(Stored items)
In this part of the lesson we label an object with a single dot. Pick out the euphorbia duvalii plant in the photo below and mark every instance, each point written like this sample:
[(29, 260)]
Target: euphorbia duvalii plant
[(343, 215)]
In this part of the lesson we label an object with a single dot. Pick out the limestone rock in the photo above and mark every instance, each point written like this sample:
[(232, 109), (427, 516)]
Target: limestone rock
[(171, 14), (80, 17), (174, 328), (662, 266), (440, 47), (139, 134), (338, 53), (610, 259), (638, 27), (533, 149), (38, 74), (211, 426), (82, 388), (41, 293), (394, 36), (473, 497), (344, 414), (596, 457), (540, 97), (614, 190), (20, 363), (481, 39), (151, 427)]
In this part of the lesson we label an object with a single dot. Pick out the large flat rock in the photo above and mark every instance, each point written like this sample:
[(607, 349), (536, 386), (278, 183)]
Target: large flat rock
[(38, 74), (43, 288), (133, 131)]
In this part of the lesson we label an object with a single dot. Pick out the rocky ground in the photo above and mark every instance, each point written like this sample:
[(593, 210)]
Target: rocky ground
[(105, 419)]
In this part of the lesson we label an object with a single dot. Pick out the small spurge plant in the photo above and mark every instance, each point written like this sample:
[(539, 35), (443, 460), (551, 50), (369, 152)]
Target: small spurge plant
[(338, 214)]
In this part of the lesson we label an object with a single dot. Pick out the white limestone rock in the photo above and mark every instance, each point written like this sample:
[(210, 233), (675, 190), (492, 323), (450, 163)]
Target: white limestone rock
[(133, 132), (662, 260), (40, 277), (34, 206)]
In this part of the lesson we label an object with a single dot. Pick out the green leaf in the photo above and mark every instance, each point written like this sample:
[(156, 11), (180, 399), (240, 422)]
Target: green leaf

▶ [WHAT THIS TASK INVOLVES] Print the records once more, exactly as written.

▶ [SOLUTION FOR THIS TASK]
In this part of the lesson we label an object with a single dot. Pick out the euphorbia duvalii plant in the photo below and mark every instance, each point written like this sample:
[(29, 260)]
Target: euphorbia duvalii plant
[(343, 215)]
In this part of the lesson we label an object with a single dot. Pick out the limestone rock in the photo above and mark every instance, each point written like this sample:
[(232, 109), (427, 516)]
Target: limestone rock
[(171, 14), (80, 17), (174, 328), (662, 266), (440, 47), (139, 134), (338, 53), (610, 259), (638, 27), (533, 149), (38, 74), (211, 426), (82, 388), (41, 293), (394, 36), (473, 497), (344, 414), (596, 457), (540, 97), (614, 190), (20, 363), (481, 39), (151, 427)]
In this part of the lesson we label an object with a single dot. Pick out the large flat rock in the photo above and mark every instance, each point written like this sample:
[(607, 349), (536, 386), (278, 183)]
Target: large flat rock
[(38, 74), (43, 288), (133, 131)]
In this part of the lesson we label an object with a single dot. Pick out the rocky ground in the photo above and mark every instance, each point written like this sample:
[(593, 210)]
Target: rocky ground
[(105, 419)]
In this part of the lesson we label an object with a single dot. Pick out the small spurge plant in the photo above and mark every instance, each point written like this sample:
[(539, 35), (443, 460), (551, 50), (369, 152)]
Target: small spurge plant
[(338, 214)]
In this part of the lesson we label an object with a single dot. Pick out the white limestone rock in the photo above and mark every instance, each point written like this sample:
[(210, 233), (675, 190), (492, 323), (450, 163)]
Target: white limestone rock
[(133, 132), (662, 260), (40, 277), (34, 206)]
In this part of the lesson we label an object with a single dot. Pick out the green leaf in the photo above and mark every instance, each point written like this sample:
[(156, 11), (180, 399), (240, 422)]
Target: green leaf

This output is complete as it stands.